» **TASK REQUIREMENTS**:
Search the records below for the word "tree". Pull out each line that has it.

----

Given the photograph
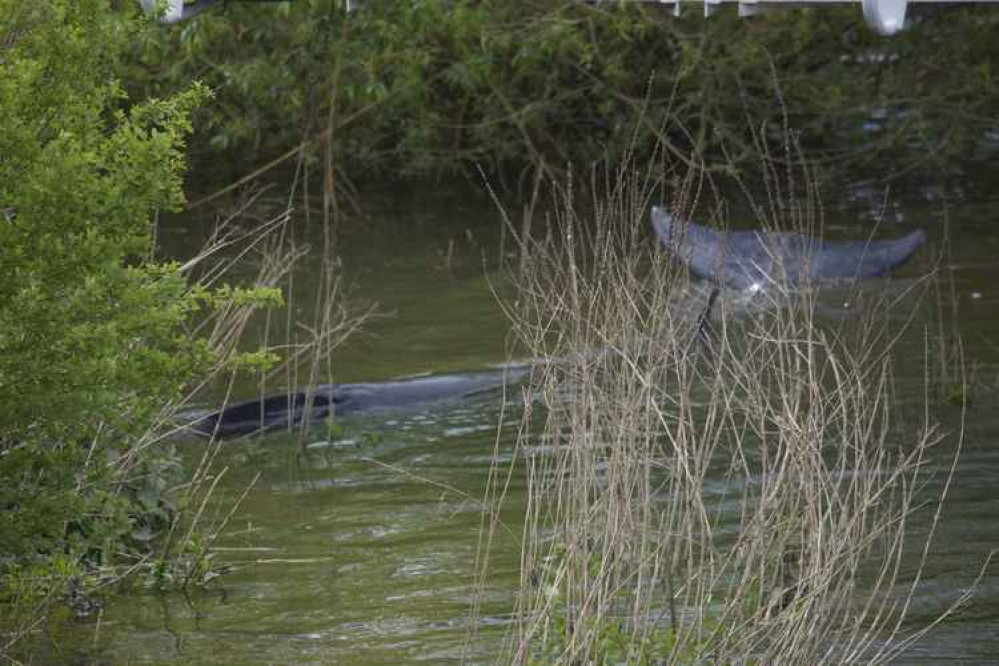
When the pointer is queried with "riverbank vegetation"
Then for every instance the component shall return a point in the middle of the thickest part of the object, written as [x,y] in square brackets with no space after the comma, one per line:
[102,343]
[438,88]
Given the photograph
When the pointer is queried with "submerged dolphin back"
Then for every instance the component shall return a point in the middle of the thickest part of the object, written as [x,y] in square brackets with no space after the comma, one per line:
[754,259]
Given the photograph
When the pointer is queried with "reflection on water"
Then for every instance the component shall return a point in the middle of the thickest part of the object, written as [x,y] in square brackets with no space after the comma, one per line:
[361,549]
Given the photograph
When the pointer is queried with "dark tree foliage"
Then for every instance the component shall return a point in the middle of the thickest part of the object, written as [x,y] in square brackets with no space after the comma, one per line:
[433,86]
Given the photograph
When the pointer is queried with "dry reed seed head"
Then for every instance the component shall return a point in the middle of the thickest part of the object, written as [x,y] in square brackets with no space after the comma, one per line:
[690,510]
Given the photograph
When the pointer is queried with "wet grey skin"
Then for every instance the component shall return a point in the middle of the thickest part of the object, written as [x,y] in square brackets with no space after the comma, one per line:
[752,260]
[282,411]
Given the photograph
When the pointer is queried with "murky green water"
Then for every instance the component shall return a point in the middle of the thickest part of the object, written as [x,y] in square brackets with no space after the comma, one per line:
[342,559]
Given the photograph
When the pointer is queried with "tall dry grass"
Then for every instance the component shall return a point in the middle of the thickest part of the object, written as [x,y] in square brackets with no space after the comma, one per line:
[707,482]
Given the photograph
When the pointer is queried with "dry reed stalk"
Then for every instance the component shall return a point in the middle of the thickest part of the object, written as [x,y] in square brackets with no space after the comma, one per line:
[738,495]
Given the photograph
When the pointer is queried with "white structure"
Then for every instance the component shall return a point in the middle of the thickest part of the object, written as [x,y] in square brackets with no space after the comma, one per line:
[176,10]
[886,17]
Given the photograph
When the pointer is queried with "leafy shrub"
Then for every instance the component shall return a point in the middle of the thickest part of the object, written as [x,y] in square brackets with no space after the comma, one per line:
[94,339]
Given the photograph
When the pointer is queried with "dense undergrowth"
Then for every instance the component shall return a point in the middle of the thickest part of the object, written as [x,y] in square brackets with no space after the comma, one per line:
[432,88]
[99,341]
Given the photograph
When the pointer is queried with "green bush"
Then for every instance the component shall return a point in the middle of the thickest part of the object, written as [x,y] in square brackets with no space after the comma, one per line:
[93,341]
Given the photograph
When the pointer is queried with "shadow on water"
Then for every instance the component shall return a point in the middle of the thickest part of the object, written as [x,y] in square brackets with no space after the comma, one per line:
[361,549]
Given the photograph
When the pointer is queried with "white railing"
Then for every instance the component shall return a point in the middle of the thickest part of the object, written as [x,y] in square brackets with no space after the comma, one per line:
[886,17]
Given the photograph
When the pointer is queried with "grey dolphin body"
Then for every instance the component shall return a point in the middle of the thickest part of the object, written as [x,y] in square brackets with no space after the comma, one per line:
[754,259]
[280,411]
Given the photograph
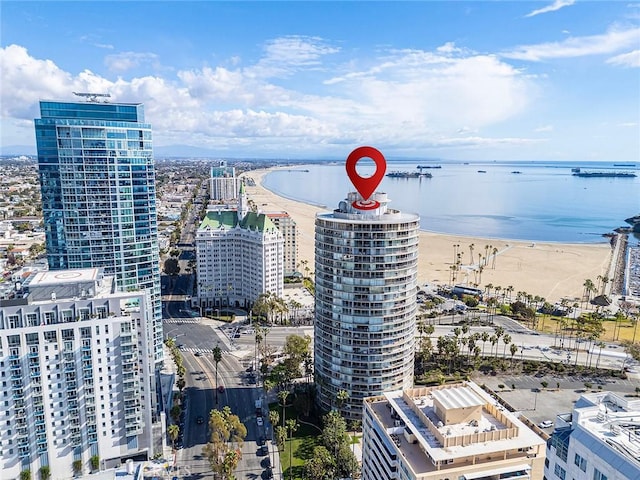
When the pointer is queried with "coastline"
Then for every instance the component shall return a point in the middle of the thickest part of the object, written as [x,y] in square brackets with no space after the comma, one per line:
[547,269]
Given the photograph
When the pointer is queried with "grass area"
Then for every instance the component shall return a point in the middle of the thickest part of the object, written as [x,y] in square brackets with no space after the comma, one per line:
[300,448]
[613,331]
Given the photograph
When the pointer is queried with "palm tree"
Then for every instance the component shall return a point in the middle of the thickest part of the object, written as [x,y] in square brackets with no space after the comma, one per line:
[506,340]
[513,349]
[292,426]
[282,396]
[173,431]
[217,357]
[485,338]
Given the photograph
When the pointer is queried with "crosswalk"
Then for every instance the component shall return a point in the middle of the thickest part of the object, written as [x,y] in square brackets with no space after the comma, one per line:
[196,350]
[182,320]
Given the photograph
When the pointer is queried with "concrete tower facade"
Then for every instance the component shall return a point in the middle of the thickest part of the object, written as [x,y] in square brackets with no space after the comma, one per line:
[366,277]
[97,177]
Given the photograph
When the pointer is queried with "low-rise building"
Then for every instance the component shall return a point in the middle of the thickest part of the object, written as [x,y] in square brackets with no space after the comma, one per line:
[599,440]
[239,255]
[76,359]
[450,432]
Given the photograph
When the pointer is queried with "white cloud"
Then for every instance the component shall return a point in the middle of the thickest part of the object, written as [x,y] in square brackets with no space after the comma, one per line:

----

» **YOUR SOLUTION**:
When the pointer is queried with "dark tree foliage"
When the pointer is queried with "palm tree"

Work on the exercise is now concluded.